Find the line that contains "the dark jacket"; then retype it and each line after it, exactly, through the final line of the data below.

◇ ◇ ◇ ◇

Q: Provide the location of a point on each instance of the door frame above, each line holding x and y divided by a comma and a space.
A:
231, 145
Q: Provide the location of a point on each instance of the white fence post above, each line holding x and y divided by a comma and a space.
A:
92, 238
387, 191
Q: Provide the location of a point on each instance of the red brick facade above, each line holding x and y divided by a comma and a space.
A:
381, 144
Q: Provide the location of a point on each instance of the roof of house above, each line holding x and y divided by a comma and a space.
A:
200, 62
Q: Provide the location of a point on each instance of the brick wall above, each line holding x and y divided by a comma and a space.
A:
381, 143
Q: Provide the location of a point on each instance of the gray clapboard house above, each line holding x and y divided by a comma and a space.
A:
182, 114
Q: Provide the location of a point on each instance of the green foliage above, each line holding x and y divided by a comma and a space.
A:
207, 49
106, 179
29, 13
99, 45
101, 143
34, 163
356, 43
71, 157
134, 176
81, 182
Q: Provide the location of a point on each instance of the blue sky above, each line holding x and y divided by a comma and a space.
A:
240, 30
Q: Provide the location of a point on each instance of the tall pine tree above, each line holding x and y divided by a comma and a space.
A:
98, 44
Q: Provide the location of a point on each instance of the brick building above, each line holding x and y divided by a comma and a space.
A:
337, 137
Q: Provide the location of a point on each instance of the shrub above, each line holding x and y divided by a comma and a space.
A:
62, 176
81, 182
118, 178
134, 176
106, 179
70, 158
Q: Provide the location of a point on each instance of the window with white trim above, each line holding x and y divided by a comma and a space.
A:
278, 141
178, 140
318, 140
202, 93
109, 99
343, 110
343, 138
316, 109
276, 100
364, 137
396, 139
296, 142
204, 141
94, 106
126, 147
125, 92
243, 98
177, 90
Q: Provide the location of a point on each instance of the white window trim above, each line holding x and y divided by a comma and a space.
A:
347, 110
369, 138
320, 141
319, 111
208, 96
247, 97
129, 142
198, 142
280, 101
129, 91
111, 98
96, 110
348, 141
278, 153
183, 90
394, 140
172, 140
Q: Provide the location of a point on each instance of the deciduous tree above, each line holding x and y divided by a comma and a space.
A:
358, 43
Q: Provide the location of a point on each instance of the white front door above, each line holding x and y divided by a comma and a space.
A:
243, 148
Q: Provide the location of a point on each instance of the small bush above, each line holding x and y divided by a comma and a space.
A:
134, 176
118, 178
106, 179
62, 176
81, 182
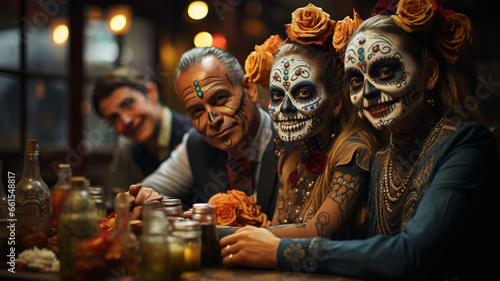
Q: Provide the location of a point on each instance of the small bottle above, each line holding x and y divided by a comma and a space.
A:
60, 190
77, 222
4, 216
124, 251
155, 257
32, 198
97, 194
210, 252
190, 232
172, 207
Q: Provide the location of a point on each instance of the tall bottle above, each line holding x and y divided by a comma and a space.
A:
32, 197
210, 252
77, 222
155, 257
4, 215
124, 253
60, 190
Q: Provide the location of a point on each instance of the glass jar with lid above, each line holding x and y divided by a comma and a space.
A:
172, 207
190, 232
210, 252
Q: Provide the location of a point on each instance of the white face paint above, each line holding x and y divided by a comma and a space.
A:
298, 101
383, 79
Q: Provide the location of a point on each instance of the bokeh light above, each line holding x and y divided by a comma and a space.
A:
197, 10
60, 34
219, 41
117, 23
203, 39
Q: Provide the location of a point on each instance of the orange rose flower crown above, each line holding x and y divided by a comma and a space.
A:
451, 31
235, 208
310, 25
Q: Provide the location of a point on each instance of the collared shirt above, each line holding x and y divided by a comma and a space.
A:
174, 177
164, 134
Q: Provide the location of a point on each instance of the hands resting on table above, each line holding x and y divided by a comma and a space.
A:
248, 246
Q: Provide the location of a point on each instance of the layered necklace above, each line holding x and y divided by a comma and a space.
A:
392, 192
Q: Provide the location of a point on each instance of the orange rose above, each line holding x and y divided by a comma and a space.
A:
258, 66
272, 44
453, 36
225, 215
220, 199
310, 25
343, 31
414, 15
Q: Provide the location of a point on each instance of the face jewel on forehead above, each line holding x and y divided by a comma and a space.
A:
198, 89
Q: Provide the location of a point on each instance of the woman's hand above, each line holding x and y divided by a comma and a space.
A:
137, 196
250, 246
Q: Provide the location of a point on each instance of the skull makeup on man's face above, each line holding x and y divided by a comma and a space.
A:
298, 101
383, 79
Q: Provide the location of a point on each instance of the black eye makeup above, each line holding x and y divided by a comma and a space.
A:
277, 95
387, 71
304, 91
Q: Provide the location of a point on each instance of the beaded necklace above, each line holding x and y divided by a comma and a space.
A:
388, 179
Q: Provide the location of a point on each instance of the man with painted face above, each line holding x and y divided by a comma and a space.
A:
148, 130
434, 189
230, 129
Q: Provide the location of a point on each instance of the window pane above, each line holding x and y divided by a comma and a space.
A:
10, 113
47, 111
96, 130
10, 35
100, 48
43, 20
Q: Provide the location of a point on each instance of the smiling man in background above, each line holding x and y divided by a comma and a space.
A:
149, 131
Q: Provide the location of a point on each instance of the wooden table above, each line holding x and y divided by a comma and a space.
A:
206, 274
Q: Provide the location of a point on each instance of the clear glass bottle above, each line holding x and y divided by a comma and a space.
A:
60, 190
32, 198
97, 194
210, 252
190, 232
4, 216
155, 257
77, 222
124, 251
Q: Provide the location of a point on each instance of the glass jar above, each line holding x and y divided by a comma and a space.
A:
97, 194
176, 251
210, 252
172, 207
155, 256
190, 232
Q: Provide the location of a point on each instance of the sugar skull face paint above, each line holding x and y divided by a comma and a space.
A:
298, 101
383, 79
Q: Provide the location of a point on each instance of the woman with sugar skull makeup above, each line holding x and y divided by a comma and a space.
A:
325, 176
434, 188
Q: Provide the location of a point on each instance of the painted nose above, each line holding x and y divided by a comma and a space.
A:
287, 106
369, 91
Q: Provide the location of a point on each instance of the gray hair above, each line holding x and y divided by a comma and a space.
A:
195, 55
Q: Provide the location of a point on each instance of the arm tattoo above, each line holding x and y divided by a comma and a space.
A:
343, 189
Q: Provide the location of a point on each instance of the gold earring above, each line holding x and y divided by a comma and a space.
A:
279, 150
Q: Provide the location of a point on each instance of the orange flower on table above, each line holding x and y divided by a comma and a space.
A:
235, 208
415, 15
343, 31
453, 36
258, 63
310, 25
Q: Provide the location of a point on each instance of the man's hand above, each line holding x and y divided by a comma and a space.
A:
250, 246
137, 196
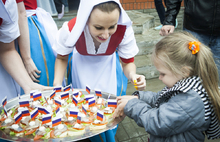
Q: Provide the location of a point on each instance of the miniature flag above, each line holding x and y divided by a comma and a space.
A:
87, 97
112, 103
78, 119
32, 92
84, 110
57, 89
100, 115
24, 103
52, 95
46, 118
5, 111
76, 93
18, 117
37, 96
75, 100
67, 88
4, 101
45, 99
91, 102
57, 102
64, 95
73, 112
88, 89
56, 121
34, 113
25, 112
57, 110
98, 93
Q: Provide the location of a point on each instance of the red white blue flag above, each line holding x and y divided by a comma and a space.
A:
100, 115
112, 103
67, 88
57, 89
75, 100
4, 101
76, 93
73, 112
56, 121
64, 95
24, 103
78, 119
57, 102
34, 113
46, 118
37, 96
88, 89
18, 117
52, 95
91, 102
25, 112
98, 93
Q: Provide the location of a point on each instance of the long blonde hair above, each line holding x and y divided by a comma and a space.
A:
173, 51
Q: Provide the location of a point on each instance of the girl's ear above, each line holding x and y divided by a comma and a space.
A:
186, 71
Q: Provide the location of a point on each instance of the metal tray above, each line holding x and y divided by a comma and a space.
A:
88, 133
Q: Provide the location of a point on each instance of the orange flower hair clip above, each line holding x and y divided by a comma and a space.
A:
194, 46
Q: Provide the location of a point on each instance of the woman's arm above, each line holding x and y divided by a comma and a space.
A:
129, 70
60, 68
24, 43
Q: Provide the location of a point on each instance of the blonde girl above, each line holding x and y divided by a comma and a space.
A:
189, 104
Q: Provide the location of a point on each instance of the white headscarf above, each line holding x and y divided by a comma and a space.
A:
85, 8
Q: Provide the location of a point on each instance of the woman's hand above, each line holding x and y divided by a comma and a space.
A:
32, 70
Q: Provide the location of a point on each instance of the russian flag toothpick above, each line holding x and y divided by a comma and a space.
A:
88, 89
34, 113
46, 119
112, 103
57, 102
52, 95
73, 112
78, 119
91, 102
76, 93
64, 95
84, 110
24, 103
75, 101
98, 93
4, 101
67, 88
100, 115
57, 89
56, 121
18, 117
25, 112
37, 96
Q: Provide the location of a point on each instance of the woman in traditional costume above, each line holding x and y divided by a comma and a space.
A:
100, 34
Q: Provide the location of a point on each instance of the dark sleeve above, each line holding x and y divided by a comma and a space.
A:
173, 7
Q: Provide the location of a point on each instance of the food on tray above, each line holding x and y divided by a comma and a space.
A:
63, 113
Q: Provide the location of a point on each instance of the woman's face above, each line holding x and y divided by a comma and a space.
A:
102, 24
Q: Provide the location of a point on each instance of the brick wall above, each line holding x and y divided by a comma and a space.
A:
138, 4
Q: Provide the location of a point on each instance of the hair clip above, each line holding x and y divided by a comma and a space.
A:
194, 46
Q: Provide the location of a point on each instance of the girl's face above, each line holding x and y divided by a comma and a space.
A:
102, 24
166, 76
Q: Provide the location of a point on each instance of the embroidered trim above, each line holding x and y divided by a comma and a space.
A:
194, 83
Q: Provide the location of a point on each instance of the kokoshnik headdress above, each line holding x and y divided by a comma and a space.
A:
84, 10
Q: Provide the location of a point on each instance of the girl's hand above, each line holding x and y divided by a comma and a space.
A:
121, 103
32, 70
138, 81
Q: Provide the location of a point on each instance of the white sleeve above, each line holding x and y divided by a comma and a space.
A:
61, 37
9, 31
128, 47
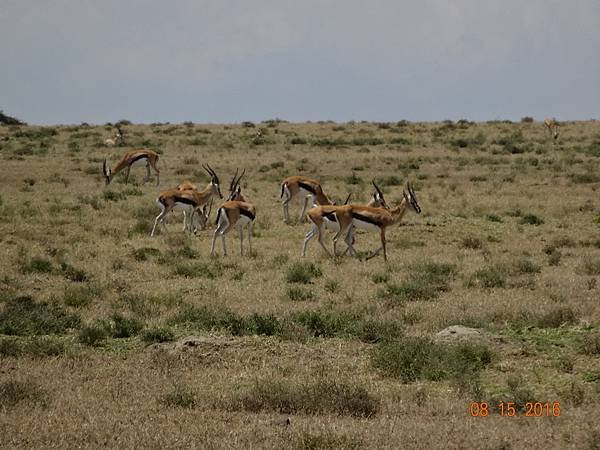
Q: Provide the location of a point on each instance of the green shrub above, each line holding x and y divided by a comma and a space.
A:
180, 397
300, 294
92, 334
24, 316
590, 266
489, 277
124, 327
324, 396
531, 219
300, 272
80, 296
73, 274
158, 334
418, 358
37, 265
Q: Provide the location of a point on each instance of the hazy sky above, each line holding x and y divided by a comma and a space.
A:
97, 61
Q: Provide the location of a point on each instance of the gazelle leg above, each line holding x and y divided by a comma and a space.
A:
305, 207
159, 218
241, 240
250, 226
349, 240
308, 237
320, 237
343, 230
285, 204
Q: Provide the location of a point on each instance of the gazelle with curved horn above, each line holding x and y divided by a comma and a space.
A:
552, 127
305, 188
111, 142
198, 201
322, 219
235, 190
371, 219
235, 212
142, 156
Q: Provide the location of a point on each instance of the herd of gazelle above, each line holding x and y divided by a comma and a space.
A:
236, 211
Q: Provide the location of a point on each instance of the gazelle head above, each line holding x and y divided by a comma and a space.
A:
235, 190
378, 198
411, 198
214, 180
106, 171
200, 216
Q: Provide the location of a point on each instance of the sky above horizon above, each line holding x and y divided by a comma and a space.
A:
98, 61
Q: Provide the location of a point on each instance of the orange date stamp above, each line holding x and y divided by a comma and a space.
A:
509, 409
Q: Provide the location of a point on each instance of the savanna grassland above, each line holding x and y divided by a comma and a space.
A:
109, 337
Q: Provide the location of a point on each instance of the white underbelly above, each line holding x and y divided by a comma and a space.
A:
331, 225
364, 225
304, 193
243, 220
140, 162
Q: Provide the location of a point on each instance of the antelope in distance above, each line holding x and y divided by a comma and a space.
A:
234, 212
199, 204
321, 218
370, 219
309, 190
142, 156
552, 127
111, 142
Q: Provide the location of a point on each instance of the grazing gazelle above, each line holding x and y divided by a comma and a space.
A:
142, 156
235, 191
552, 127
371, 219
309, 190
198, 201
321, 219
234, 213
111, 142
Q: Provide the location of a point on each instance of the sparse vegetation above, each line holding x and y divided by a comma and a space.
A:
98, 319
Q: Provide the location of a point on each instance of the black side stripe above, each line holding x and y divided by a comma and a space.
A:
307, 187
331, 216
187, 201
247, 213
137, 158
367, 219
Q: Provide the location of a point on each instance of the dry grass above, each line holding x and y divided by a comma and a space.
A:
90, 304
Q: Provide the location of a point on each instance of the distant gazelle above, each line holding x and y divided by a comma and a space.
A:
305, 188
111, 142
197, 203
552, 127
367, 218
327, 220
234, 213
142, 156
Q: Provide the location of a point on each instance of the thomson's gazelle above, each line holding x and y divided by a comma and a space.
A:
198, 201
234, 213
142, 156
369, 219
321, 219
307, 189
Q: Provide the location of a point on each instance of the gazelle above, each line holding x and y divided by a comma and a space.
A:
371, 219
306, 188
552, 127
198, 201
235, 191
111, 142
321, 218
234, 212
142, 156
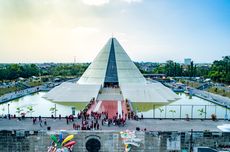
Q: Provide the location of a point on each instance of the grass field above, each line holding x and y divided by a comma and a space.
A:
144, 106
8, 90
219, 91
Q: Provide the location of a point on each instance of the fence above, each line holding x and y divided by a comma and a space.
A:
186, 111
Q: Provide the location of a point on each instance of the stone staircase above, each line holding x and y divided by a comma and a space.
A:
110, 94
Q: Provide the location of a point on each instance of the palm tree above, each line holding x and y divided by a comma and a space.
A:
161, 110
172, 111
53, 110
30, 110
19, 110
201, 111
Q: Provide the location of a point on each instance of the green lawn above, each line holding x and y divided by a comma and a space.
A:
8, 90
219, 91
144, 106
35, 83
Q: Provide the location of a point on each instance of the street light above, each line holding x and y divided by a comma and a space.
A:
8, 110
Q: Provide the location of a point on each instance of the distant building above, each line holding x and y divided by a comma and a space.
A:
187, 61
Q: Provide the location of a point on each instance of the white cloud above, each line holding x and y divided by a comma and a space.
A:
95, 2
103, 2
131, 1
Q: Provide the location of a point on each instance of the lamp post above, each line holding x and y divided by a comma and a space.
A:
8, 110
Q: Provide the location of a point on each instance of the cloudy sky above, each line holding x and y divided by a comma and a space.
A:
149, 30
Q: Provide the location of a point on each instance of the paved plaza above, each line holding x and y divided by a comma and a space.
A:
149, 124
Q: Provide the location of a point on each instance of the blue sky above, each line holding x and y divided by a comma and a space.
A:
149, 30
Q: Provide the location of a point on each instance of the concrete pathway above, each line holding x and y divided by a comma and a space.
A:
149, 124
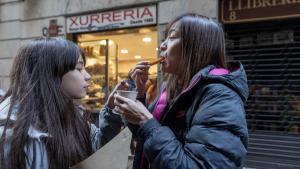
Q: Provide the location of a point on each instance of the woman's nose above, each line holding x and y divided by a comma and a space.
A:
87, 76
163, 46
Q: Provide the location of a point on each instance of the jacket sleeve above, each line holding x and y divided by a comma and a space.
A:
217, 137
110, 124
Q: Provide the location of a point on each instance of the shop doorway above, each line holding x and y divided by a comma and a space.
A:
110, 56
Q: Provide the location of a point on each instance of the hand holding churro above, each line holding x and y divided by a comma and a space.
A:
157, 61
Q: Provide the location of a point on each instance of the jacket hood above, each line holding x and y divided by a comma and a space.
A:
236, 79
4, 109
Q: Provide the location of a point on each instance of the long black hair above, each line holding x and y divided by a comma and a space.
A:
202, 43
36, 91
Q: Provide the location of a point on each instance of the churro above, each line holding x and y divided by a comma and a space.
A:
157, 61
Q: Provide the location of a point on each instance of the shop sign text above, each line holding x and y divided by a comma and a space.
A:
233, 11
139, 16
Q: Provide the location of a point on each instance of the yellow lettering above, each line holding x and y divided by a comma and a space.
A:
230, 6
287, 2
249, 4
266, 3
276, 2
257, 3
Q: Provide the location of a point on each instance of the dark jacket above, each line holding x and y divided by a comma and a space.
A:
212, 133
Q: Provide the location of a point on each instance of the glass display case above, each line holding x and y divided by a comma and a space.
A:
101, 63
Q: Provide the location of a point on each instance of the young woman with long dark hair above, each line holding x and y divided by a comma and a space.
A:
40, 125
198, 120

◇ ◇ ◇ ◇

### EXERCISE ANSWER
Q: Provide the location of a point on each instance of the dark jacket above, each line holding x and y divided by a comma and a space.
A:
212, 133
Q: Provide the location of a point on each instance of the glass display case above, each line holding x and y divided by a comma and a space.
A:
101, 63
Q: Provide the location of a point on each instance of the young woman with long dark hair above, each line holding x and y divided by a comma and a space.
A:
40, 125
198, 120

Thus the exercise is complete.